La consigne —
Recopiez mot pour mot le passage de l'extrait choisi qui va de "En quelques semaines, il" jusqu'à "9 Evenings (2008)." inclus.

Extrait choisi —
((

En poète qu’il a toujours été, il se montrait plus souvent qu’à son tour enthousiaste, minimisant ses phases de mélancolie. Il n’a cessé d’écrire et de donner des conférences sur l’art en général et sur celui de Terpsichore plus particulièrement. Ses articles dans les magazines papier Pour la danse, Danser, Nouvelles de danse ou, plus récemment, sur le site de Philippe du Vignal, Le Théâtre du blog, ont porté notamment sur Merce Cunningham, Pina Bausch, Tatsumi Hijikata, mais aussi sur le mime, sur le mouvement chez Samuel Beckett, Charlie Chaplin, Buster Keaton, sur nombre de héros et hérauts de la danse contemporaine. Ses derniers articles en date traitent des solos de Mary Wigman et, étonnamment, de la Cérémonie d’ouverture des J.O. de Paris 2024.

En quelques semaines, il réalisa tout seul ou presque le beau catalogue papier de la Cinémathèque de la Danse qui parut en 2006. Avec Patrick Bensard, il édita de magnifiques quatre-pages thématiques destinés à illustrer plusieurs programmes de films : Mémoires du jazz (1987), A very Goude night (1989), Hommage à Claire Motte (1989), Samia Gamal et la danse orientale (1989), Carmen Amaya et le flamenco (1990), Cage/Cunningham (1991), N+N Corsino (1992 et 1996), Rudolf Noureev (1992 et 1993), Robert Cahen, un pionnier (1993), Un hommage à Alwin Nikolais (1993), Tokyo Night (1994), Rythmes et continents noirs (1995), Roland & Zizi (1995), Carte blanche à Dominique Delouche (1996), Maurice Béjart, Parcours (2006), 9 Evenings (2008).

))

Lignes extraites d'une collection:
((

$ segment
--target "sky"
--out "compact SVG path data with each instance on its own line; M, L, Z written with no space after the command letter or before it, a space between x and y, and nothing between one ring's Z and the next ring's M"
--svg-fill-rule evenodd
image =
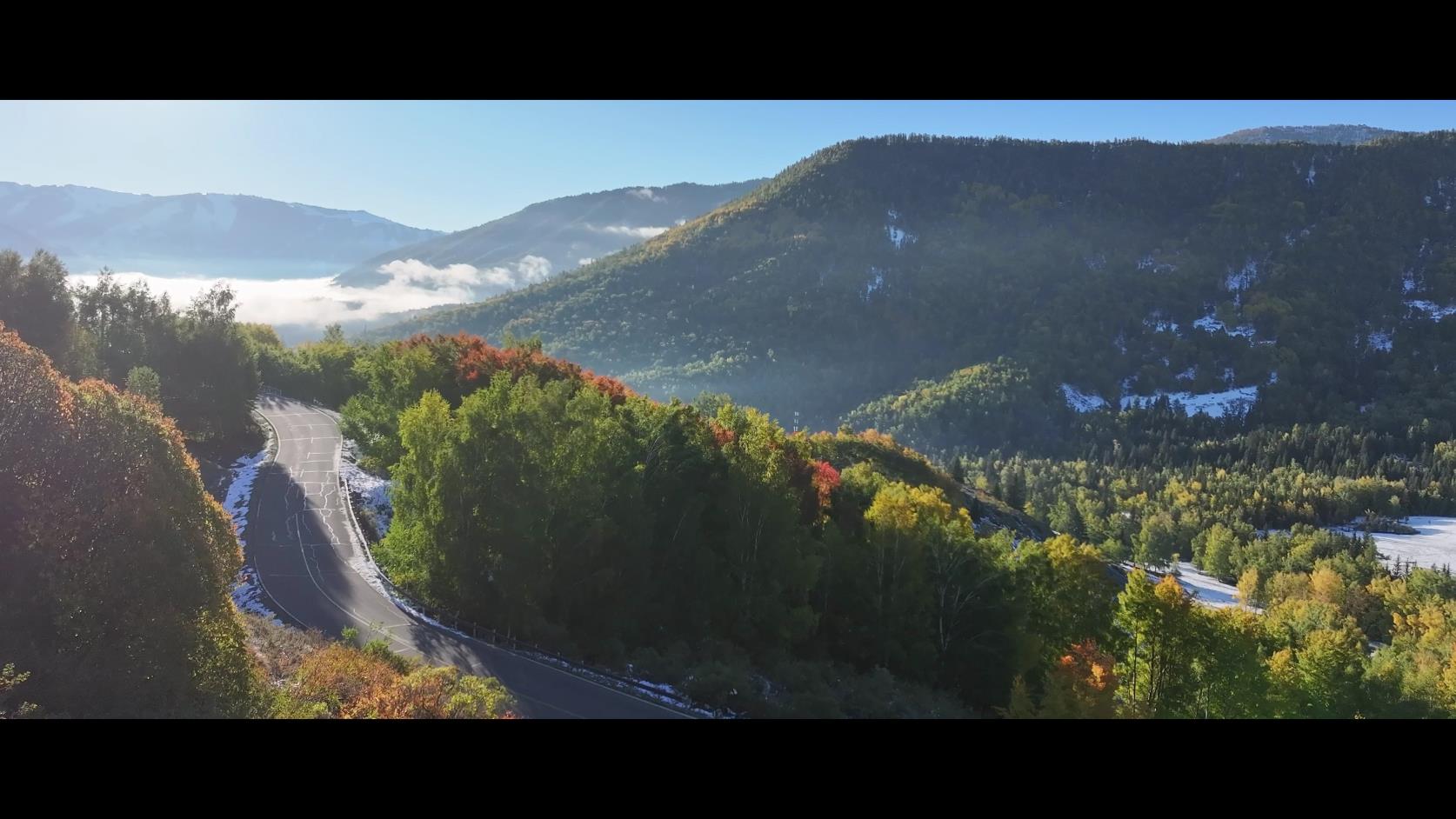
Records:
M462 230L590 191L772 176L842 140L1456 128L1456 102L0 102L0 180L250 193Z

))

Réponse attendue —
En quelques semaines, il réalisa tout seul ou presque le beau catalogue papier de la Cinémathèque de la Danse qui parut en 2006. Avec Patrick Bensard, il édita de magnifiques quatre-pages thématiques destinés à illustrer plusieurs programmes de films : Mémoires du jazz (1987), A very Goude night (1989), Hommage à Claire Motte (1989), Samia Gamal et la danse orientale (1989), Carmen Amaya et le flamenco (1990), Cage/Cunningham (1991), N+N Corsino (1992 et 1996), Rudolf Noureev (1992 et 1993), Robert Cahen, un pionnier (1993), Un hommage à Alwin Nikolais (1993), Tokyo Night (1994), Rythmes et continents noirs (1995), Roland & Zizi (1995), Carte blanche à Dominique Delouche (1996), Maurice Béjart, Parcours (2006), 9 Evenings (2008).